What you need to do |
How many lines in the records below contain the word "bare"? Count them and give only the number.

*** Supplied data ***

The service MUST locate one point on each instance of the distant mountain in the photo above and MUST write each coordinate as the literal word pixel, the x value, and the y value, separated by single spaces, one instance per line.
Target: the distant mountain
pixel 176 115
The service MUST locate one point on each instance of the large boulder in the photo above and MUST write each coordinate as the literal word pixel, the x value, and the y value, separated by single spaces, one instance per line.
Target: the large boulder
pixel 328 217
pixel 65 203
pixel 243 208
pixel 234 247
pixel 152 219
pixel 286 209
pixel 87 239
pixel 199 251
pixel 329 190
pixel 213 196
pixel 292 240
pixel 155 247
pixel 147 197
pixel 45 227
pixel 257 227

***
*** Supplied data ***

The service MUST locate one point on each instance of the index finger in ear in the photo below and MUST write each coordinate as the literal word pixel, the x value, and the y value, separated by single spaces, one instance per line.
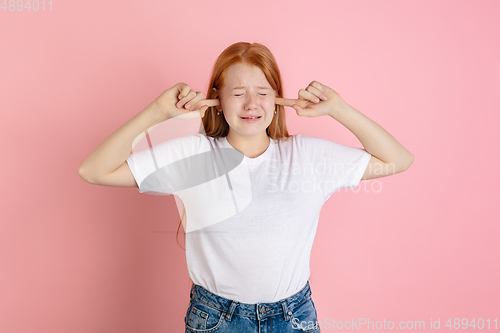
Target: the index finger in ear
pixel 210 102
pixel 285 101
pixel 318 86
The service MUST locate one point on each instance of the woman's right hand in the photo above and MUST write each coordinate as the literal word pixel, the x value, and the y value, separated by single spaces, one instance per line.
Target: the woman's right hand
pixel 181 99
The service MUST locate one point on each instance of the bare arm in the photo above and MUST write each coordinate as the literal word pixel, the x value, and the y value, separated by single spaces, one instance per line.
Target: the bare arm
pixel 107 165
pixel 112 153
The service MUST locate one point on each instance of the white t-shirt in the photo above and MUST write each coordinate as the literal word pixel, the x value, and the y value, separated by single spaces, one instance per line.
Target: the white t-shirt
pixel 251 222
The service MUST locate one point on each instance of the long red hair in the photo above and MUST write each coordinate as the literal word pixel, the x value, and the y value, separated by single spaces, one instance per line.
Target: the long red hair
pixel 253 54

***

Solved exercise |
2